Your objective:
Pick up the article on clustering analysis for property valuation right after its final sentence and keep writing it.

Page text:
══════════════════════════════

Clustering Analysis for Property Valuation: From Complex Unlabeled Data to Brightly Lit Information
Aditya Rahmat
Selasa, 26 November 2024 pukul 14:22:09 |
1417 kali

Clustering Analysis for Property Valuation:
From Complex Unlabeled Data to Brightly
Lit Information
Written by Helvita Dorojatun
(Valuer and Data Analytic Enthusiast)
Introduction
How to make smart decision when you are faced
with a huge of multi-variable data? Understanding the details of each data
certainly allows us to make an accurate decision but time constraints are
always there. Systematic steps are necessary for extracting useful information
and knowledge from data. One of the systematic procedures that can be taken is using
Clustering algorithm. In this article, we will propose Clustering Algorithms
as an alternative to improve the quality and quantity of the valuer's work.
Clustering is an unsupervised learning technique that
perform the process of grouping similar objects or the partitioning of a data
set into subsets. Clustering algorithms can
analyze data sets with numerical or categorical variables. Some examples of using the clustering algorithms are determining the
right specific customer, Zoning, Property market segmentation, determining
patterns in real estate, and recognizing pattern in unprepared data.
There
are four types of clustering algorithms:
1. Partition based clustering for divide a set of data
into a number of clusters
2. Hierarchical clustering to determine the close
relationship between data
3. Density Based Clustering to find out the main patterns
from data that is full noise
4. And the last but not the least is model based
clustering which is an exploratory algorithm that has many variations and still
continues to develop.
Why Clustering Algorithm is
Relevant in Valuation Process?
Valuation
can be described as procedure of developing objective and unbiased opinion
about the value of an asset. This process is carried out by comparing the
subject property with comparable properties. The closer between the subject and
the comparable data, the more reliable the value will be. The clustering
algorithm is a method commonly used by researchers to group database on close
connectivity.
The clustering algorithm was developed from an ancient formula for measuring the shortest distance between two points. Euclidean distance is calculated as the square root of the sum of the squared difference between latitude and longitude components in two vectors. This formula was growing to measure more than two attributes in the data. The way this algorithm works is applicable to the property valuation process which uses a lot of proximity to quantify the influence of a variable. The use of mathematical formulas in this method makes the clustering algorithm work objectively. This will certainly ensure consistency and accountability in the process of property valuation.

══════════════════════════════

Records from an annotation dataset:
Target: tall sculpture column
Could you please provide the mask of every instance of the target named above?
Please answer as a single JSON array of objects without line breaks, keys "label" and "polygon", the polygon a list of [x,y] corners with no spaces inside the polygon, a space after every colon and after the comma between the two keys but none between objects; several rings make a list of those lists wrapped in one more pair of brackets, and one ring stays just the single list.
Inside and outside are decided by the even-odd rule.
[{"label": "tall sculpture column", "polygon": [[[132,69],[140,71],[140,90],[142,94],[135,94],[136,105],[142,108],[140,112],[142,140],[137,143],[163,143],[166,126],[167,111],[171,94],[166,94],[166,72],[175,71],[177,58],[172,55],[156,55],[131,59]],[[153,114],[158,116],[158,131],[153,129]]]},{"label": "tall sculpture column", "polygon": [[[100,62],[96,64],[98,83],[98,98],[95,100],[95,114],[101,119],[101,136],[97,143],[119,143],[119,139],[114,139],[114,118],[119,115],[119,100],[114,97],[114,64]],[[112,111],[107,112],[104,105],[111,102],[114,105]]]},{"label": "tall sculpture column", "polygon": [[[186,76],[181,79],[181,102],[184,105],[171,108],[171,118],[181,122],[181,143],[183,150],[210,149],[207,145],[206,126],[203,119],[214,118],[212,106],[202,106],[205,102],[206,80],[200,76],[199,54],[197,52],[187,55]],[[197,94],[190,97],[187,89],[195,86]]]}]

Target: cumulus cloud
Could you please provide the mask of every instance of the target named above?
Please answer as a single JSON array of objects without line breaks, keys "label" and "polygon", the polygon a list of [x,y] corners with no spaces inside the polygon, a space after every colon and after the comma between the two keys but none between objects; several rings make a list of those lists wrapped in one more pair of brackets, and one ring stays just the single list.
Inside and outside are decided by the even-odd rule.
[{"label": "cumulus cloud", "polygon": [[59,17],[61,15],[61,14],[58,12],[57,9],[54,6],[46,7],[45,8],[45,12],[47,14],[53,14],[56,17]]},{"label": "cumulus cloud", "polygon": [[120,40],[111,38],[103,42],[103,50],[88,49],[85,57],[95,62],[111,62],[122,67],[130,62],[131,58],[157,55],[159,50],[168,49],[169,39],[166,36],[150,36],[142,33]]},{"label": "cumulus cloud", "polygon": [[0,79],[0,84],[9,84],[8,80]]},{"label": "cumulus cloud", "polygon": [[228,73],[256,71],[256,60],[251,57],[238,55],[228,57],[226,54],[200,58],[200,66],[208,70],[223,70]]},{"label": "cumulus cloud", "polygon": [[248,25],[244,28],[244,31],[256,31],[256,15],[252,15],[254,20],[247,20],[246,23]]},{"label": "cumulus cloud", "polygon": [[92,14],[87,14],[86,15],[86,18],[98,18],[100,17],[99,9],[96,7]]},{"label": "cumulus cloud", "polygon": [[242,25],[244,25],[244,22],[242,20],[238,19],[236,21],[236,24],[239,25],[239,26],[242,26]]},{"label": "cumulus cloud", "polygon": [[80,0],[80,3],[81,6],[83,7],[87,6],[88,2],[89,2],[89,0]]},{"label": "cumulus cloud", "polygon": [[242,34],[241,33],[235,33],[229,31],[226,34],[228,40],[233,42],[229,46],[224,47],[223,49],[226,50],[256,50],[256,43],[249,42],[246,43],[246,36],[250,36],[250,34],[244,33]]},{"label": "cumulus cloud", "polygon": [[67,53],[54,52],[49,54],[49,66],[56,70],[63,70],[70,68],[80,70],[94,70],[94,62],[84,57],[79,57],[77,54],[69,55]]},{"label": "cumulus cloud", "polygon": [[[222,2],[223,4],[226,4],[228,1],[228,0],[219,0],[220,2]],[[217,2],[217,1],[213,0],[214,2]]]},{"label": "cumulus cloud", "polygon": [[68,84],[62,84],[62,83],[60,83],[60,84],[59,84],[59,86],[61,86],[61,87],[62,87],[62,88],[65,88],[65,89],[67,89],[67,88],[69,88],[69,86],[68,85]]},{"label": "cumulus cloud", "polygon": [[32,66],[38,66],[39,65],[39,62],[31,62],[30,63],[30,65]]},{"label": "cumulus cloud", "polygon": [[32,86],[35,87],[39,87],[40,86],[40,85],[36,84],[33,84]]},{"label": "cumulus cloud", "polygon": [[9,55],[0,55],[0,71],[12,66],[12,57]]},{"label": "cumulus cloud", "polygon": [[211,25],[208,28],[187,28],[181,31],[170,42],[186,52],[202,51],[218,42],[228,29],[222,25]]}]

══════════════════════════════

In response:
Application of data mining in property valuation is becoming mandatory as data production increases. The Ideal data in the property valuation at least consists of several comparables, identical property attribute, up to date information, verified outcome from fair market value, and data from active market transaction. The expectation of this ideal data will be faced with a several challenges, namely: the imperfect of real estate market, the availability of data in less active market and the significantly different between the available data and the valuation subject (see RICS:2019). Data identification and collection are now getting faster and cheaper as access to data increases, so that currently the valuation process emphasizes more on data analysis. This fact ultimately encourages valuer to expand knowledge base in managing data efficiently (see: Appraisal Institute 2020; 81).
How Does Clustering Algorithm Work?
The first and most widely used Partition-Based Clustering algorithm is K Means. This algorithm forms data groups based on the proximity between the data and the cluster centeroid points obtained through an iterative process. This algorithm will form smaller distance within cluster members than distance between clusters. An explanation of the K-means clustering algorithm is presented in the figure below.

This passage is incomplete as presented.